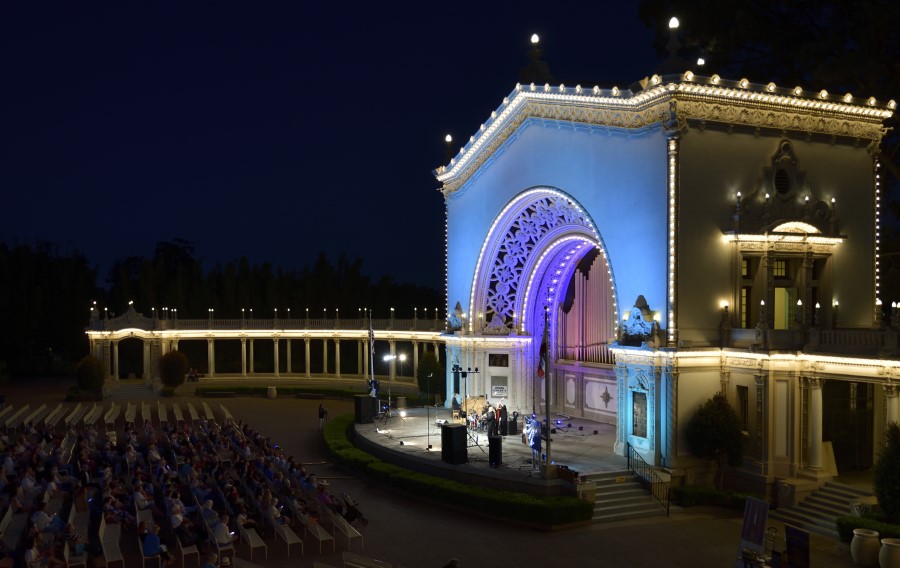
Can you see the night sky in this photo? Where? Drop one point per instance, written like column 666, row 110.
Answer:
column 269, row 130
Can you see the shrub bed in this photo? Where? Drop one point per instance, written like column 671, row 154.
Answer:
column 282, row 391
column 548, row 511
column 694, row 495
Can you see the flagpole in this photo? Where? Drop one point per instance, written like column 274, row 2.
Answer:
column 547, row 384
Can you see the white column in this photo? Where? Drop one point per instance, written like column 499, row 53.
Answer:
column 244, row 356
column 211, row 356
column 289, row 356
column 337, row 358
column 115, row 360
column 306, row 341
column 275, row 356
column 815, row 424
column 365, row 364
column 145, row 373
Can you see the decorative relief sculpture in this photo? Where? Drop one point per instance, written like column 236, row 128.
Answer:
column 640, row 329
column 526, row 233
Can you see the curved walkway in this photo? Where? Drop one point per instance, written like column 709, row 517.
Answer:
column 416, row 534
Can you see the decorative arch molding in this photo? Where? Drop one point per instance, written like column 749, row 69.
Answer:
column 527, row 236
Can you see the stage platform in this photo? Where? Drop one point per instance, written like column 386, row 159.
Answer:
column 580, row 445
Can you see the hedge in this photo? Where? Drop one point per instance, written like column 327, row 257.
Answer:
column 550, row 511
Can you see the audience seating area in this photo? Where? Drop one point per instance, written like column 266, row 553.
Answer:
column 106, row 474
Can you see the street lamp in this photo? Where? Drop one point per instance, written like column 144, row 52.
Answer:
column 402, row 359
column 389, row 359
column 428, row 409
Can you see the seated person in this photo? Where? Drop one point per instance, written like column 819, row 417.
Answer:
column 328, row 499
column 208, row 512
column 244, row 520
column 153, row 546
column 223, row 534
column 37, row 558
column 275, row 515
column 182, row 526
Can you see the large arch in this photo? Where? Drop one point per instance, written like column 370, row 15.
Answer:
column 540, row 228
column 527, row 265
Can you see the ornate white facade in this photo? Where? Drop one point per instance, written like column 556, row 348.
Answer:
column 696, row 235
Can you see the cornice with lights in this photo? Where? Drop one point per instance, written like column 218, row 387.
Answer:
column 803, row 364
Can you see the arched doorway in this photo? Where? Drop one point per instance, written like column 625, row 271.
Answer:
column 544, row 255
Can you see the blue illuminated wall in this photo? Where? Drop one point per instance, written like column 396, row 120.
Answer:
column 618, row 177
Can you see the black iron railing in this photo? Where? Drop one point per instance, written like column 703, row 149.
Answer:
column 648, row 477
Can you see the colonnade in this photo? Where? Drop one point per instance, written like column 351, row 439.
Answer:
column 106, row 349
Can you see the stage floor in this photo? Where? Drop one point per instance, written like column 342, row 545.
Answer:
column 585, row 447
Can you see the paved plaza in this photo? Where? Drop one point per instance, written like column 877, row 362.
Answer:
column 415, row 533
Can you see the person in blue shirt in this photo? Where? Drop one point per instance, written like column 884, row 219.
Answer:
column 153, row 546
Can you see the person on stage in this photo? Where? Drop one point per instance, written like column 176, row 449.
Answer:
column 501, row 418
column 490, row 421
column 533, row 439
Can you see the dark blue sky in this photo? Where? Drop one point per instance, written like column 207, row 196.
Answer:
column 271, row 130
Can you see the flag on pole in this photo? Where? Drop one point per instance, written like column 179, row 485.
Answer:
column 542, row 357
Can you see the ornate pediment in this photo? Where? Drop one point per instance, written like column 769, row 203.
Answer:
column 783, row 202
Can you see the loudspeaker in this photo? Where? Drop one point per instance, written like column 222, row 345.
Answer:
column 495, row 450
column 364, row 405
column 453, row 444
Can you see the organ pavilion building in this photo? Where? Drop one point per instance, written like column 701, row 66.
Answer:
column 690, row 236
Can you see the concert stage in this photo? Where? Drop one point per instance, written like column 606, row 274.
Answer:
column 404, row 440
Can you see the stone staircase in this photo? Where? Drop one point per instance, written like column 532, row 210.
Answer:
column 132, row 391
column 620, row 496
column 817, row 513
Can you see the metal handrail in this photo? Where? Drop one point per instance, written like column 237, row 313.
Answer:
column 648, row 477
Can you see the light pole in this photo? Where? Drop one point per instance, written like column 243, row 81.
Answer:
column 402, row 359
column 389, row 359
column 428, row 409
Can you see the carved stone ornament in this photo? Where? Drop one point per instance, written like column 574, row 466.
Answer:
column 639, row 327
column 496, row 327
column 606, row 397
column 783, row 202
column 641, row 381
column 525, row 234
column 455, row 318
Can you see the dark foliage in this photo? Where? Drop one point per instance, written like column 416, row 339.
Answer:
column 45, row 295
column 173, row 368
column 887, row 475
column 90, row 373
column 714, row 433
column 431, row 376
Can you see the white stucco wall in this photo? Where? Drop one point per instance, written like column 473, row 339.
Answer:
column 713, row 167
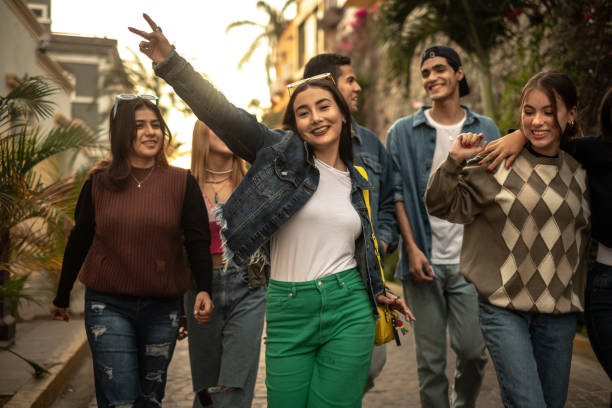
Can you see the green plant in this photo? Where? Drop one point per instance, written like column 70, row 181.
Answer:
column 270, row 32
column 36, row 206
column 477, row 26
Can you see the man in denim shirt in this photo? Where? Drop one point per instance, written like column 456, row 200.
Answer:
column 435, row 290
column 369, row 153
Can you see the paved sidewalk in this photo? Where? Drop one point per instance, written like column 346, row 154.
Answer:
column 56, row 345
column 397, row 386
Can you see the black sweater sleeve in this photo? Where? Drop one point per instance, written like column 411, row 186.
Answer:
column 79, row 241
column 194, row 222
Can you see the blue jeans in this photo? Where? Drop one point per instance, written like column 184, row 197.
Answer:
column 447, row 301
column 598, row 313
column 132, row 340
column 225, row 352
column 532, row 354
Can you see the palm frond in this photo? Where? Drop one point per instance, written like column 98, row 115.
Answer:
column 28, row 98
column 254, row 45
column 242, row 23
column 286, row 6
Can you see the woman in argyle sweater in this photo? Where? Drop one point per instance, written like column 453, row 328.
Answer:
column 524, row 245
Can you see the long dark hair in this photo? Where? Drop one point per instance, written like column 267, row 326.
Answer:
column 605, row 121
column 289, row 122
column 554, row 83
column 122, row 131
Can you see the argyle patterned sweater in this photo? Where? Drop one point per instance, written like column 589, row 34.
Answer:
column 526, row 233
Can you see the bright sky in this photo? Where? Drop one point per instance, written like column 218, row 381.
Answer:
column 195, row 27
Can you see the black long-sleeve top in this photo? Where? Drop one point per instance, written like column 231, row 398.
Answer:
column 194, row 224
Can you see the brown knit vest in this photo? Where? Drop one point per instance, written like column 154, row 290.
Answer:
column 138, row 247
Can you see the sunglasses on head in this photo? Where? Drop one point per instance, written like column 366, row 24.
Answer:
column 291, row 87
column 129, row 97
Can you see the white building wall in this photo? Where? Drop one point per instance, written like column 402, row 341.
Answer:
column 18, row 47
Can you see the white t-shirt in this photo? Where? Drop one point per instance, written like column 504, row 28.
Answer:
column 319, row 240
column 446, row 237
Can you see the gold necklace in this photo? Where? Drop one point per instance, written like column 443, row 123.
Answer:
column 139, row 182
column 212, row 183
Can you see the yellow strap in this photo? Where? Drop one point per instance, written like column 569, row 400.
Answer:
column 366, row 198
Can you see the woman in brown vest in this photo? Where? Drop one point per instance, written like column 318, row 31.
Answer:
column 133, row 216
column 224, row 355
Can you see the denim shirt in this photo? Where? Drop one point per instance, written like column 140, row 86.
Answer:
column 282, row 177
column 370, row 153
column 411, row 142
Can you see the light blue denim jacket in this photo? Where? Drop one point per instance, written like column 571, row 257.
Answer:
column 282, row 177
column 411, row 142
column 370, row 153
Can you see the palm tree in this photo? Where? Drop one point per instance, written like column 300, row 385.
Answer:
column 35, row 215
column 271, row 32
column 477, row 26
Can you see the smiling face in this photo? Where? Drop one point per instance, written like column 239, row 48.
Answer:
column 148, row 139
column 439, row 79
column 349, row 87
column 542, row 127
column 318, row 118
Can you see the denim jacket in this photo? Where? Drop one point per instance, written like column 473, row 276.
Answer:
column 411, row 142
column 282, row 177
column 370, row 153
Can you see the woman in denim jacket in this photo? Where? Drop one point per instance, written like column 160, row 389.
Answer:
column 301, row 202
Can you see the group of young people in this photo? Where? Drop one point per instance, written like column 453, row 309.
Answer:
column 495, row 254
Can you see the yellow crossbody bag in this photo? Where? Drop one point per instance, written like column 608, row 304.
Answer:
column 385, row 324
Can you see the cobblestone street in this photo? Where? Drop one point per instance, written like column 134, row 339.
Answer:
column 397, row 386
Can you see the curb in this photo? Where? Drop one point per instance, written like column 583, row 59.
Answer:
column 41, row 392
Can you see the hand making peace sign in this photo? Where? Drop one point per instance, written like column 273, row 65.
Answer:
column 157, row 47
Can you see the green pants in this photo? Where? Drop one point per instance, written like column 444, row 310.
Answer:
column 320, row 336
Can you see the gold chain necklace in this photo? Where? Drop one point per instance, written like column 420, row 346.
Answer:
column 212, row 183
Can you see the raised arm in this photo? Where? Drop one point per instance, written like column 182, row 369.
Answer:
column 507, row 148
column 236, row 127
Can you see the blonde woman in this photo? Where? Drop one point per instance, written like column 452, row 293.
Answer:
column 224, row 354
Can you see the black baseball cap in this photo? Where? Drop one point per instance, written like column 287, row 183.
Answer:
column 453, row 59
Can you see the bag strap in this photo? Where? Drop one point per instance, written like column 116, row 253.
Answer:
column 366, row 198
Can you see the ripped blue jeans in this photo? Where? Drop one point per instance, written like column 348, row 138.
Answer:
column 132, row 339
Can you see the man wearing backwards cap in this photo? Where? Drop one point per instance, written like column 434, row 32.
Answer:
column 434, row 288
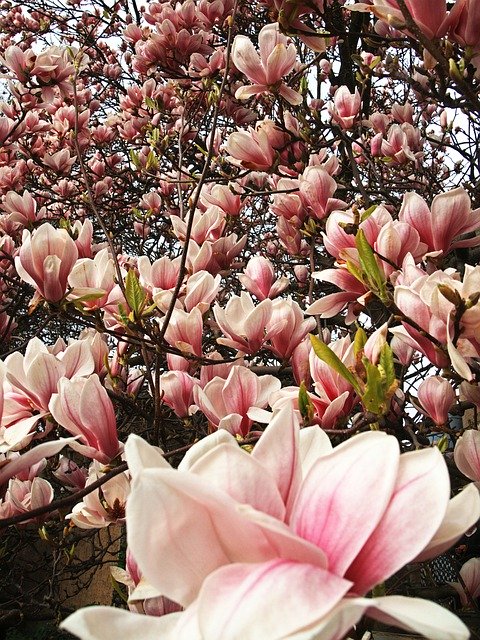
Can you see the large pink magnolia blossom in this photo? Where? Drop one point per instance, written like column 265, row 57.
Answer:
column 345, row 107
column 259, row 278
column 24, row 495
column 467, row 454
column 30, row 382
column 436, row 395
column 256, row 148
column 176, row 388
column 335, row 396
column 295, row 327
column 300, row 524
column 277, row 58
column 99, row 510
column 430, row 16
column 92, row 280
column 244, row 323
column 419, row 297
column 469, row 588
column 441, row 225
column 45, row 260
column 226, row 402
column 465, row 27
column 83, row 408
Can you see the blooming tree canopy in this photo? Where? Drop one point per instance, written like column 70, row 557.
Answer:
column 239, row 312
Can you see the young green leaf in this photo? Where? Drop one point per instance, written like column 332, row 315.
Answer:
column 134, row 293
column 324, row 352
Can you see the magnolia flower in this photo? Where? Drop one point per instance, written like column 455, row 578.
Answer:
column 45, row 260
column 259, row 278
column 469, row 588
column 436, row 395
column 277, row 58
column 440, row 226
column 467, row 454
column 227, row 402
column 233, row 536
column 99, row 509
column 83, row 408
column 345, row 108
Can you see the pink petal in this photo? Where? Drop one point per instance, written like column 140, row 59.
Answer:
column 241, row 476
column 248, row 601
column 463, row 511
column 420, row 616
column 277, row 451
column 409, row 522
column 109, row 623
column 342, row 500
column 467, row 454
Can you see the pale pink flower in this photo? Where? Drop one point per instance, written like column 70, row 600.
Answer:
column 294, row 327
column 176, row 388
column 469, row 588
column 142, row 597
column 96, row 511
column 92, row 280
column 431, row 17
column 297, row 523
column 70, row 474
column 441, row 225
column 25, row 495
column 23, row 208
column 436, row 395
column 32, row 380
column 465, row 27
column 467, row 454
column 259, row 278
column 345, row 107
column 245, row 324
column 83, row 408
column 185, row 330
column 277, row 58
column 255, row 148
column 45, row 260
column 226, row 402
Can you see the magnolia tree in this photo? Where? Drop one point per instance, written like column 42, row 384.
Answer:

══════════════════════════════

▸ Requirement:
Rewrite everything from "Can you see the light blue" down to "column 41, row 392", putting "brick" in place of "cobblestone" and leaving every other word as it stands.

▸ Solution:
Can you see the light blue denim jacket in this photo? Where? Drop one point per instance, written like column 571, row 257.
Answer:
column 282, row 177
column 411, row 142
column 370, row 153
Can you see the palm tree in this photo? Where? Drop one point per instance, written like column 300, row 385.
Answer:
column 35, row 215
column 271, row 32
column 477, row 26
Can you see the smiling face in this photo? Where? Drop one point per instance, written like column 239, row 48.
Answer:
column 148, row 139
column 439, row 79
column 349, row 87
column 542, row 127
column 318, row 118
Can you see the denim jacket in this photo? Where? Drop one point per instance, written like column 473, row 276.
Answer:
column 411, row 142
column 282, row 177
column 370, row 153
Can you see the woman in denim jacket in this photo? Where? Drop one point per instance, written like column 160, row 389.
Answer:
column 301, row 202
Can you see the group of young people in this photo? Where? Drop one point per instance, written like column 453, row 309.
Answer:
column 495, row 254
Can you see the yellow crossbody bag in this photo? Where? Drop one point per instance, written like column 608, row 304.
Answer:
column 385, row 324
Can you see the brick street in this photo? Where? Drop one point per instance, written like column 134, row 339.
Answer:
column 397, row 386
Can you see the curb in this photo? Where? Drop one point per instance, written like column 583, row 59.
Answer:
column 41, row 392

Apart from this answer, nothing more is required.